*EXCERPTED TEXT:*

++++++++++++++++++++

Since the lens outside diameter detecting unit 500 is used as described above to obtain the control angle and the distance D of the reference surface of the contact member 620, even when the relation between the angle of the reference surface of the contact member 620 and the distance to the center of the chuck is not highly accurately fabricated, the calibrating operation of the processing apparatus 1 using the sensor unit 600 can be highly accurately achieved.

Subsequently, the control unit is shifted to a calculating process of an eccentric amount of a center of rotation of the processing tool relative to the Y-axis in the processing apparatus 1. When the outside diameter of the lens LE is processed or finished, a processed or finished form is managed on the assumption that the Y-axis direction in which the chuck shafts 102L and 102R are moved and the center of rotation of the processing tool such as the grindstone 163 have a predetermined relation in view of a design. In the design of the present device, the center of rotation of the processing tool is supposed to be located on the Y-axis. However, when the center of the rotation of the processing tool deviates from the Y-axis to such an amount exceeding a tolerance, this deviation needs to be calibrated.

++++++++++++++++++++

*DATA EXTRACT:*

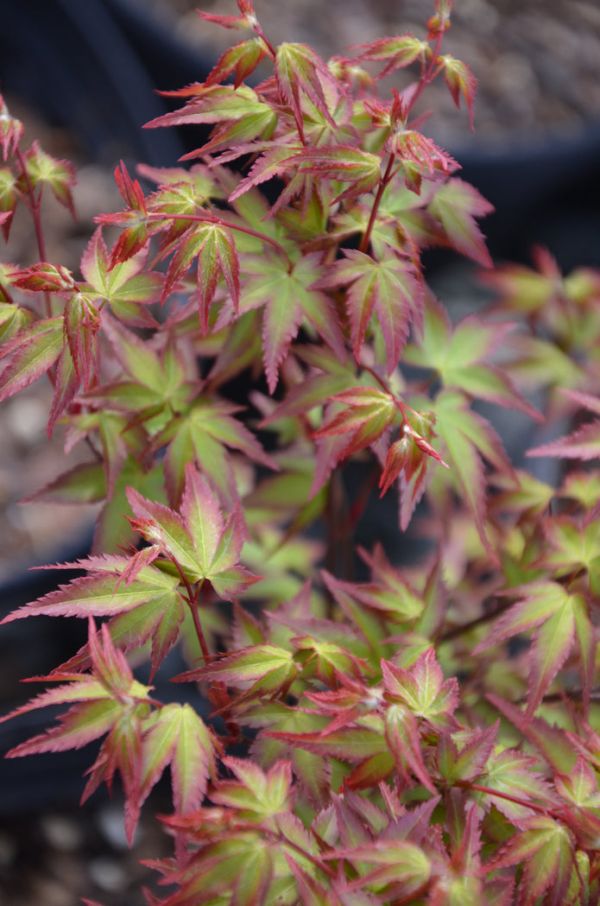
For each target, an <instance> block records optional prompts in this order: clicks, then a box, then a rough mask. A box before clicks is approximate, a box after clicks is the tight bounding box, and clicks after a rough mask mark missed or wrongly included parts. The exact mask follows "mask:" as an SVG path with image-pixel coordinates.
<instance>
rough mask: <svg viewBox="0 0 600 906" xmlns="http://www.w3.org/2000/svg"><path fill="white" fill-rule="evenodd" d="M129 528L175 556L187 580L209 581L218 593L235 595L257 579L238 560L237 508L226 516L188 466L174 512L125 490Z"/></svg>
mask: <svg viewBox="0 0 600 906" xmlns="http://www.w3.org/2000/svg"><path fill="white" fill-rule="evenodd" d="M127 497H128V500H129V503H130V506H131V508H132V510H133V513H134V516H135V517H136V518H135V520H134V521H133V525H134V527H135V528H136V529H137V531H139V532H140V533H141V534H142V535H143V537H144V538H145V539H146V540H147V541H149V542H150V543H151V544H156V545H158V546H159V547H160V549H161V551H162V552H163V554H164V555H165V556H166V557H167V558H169V559H172V560H174V561H175V563H177V564H178V565H179V567H180V569H181V570H182V571H183V572H184V574H185V575H187V576H188V577H189V579H190V580H191V581H192V582H203V581H204V580H207V581H209V582H210V583H211V584H212V586H213V588H214V590H215V591H216V593H217V595H218V596H219V597H221V598H225V597H230V596H232V595H237V594H239V592H240V591H242V590H243V589H244V588H246V587H247V586H248V585H251V584H252V583H253V582H256V581H257V579H256V577H255V576H253V575H252V574H251V573H250V572H249V571H248V570H247V569H245V567H243V566H241V565H240V563H239V559H240V554H241V550H242V546H243V544H244V541H245V540H246V529H245V525H244V522H243V518H242V515H241V512H240V510H239V508H235V509H234V510H233V512H232V513H231V514H230V516H229V518H228V519H227V521H225V519H224V517H223V513H222V511H221V505H220V502H219V499H218V497H217V495H216V494H215V492H214V491H213V489H212V488H211V486H210V485H209V483H208V482H207V481H206V479H205V478H203V477H202V476H201V475H200V474H199V473H198V472H197V470H196V469H195V468H194V466H193V465H191V464H189V465H188V466H187V468H186V479H185V486H184V491H183V497H182V500H181V510H180V513H177V512H175V511H174V510H171V509H169V507H166V506H164V505H163V504H160V503H155V502H153V501H151V500H147V499H146V498H144V497H142V495H141V494H139V493H138V492H137V491H135V490H134V489H133V488H130V489H129V490H128V493H127Z"/></svg>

++++++++++++++++++++

*QUESTIONS ON THE MATERIAL:*
a) According to the lens processing text, where is the center of rotation of the processing tool supposed to be located by design?
b) Write the next part of the lens processing text, starting after its final sentence.
The material above stands apart from the lens calibration text.

*TASK ANSWERS:*
a) On the Y-axis.

b)
FIG. 11A and FIG. 11B are diagrams for explaining a calculation of the eccentric amount of the center of rotation of the processing tool relative to the Y-axis. In FIGS. 11A and 11B, the finishing grindstone 163 is used as an example. The control unit 50 rotates the chuck shafts 102R and 102L so that the reference surface of the contact member 620 is located at right angles to the Y-axis and moves the chuck shafts 102R and 102L in the X-axis direction so that the contact member 620 (the protruding part 622) is located on the flat-finishing surface (on an already known radius Rg of the grindstone) of the finishing grindstone 163. After that, the control unit moves the chuck shafts 102R and 102L (the sensor unit 600) toward the grindstone 163 to stop the movement in the Y-axis direction at a position Y1 (a position set in view of a design) where the contact member 620 does not contact the grindstone 163. Under this state, as shown in FIG. 11A, initially, the control unit slowly rotates the chuck shafts 102R and 102L (the sensor unit 600) in a direction shown by an arrow mark B1. When the contact member 620 (a first contact part) is allowed to contact the grindstone 163 in accordance with this rotation, the contact member 620 is moved by a minute distance Δya toward the base 611 and this movement is detected by the sensor 640.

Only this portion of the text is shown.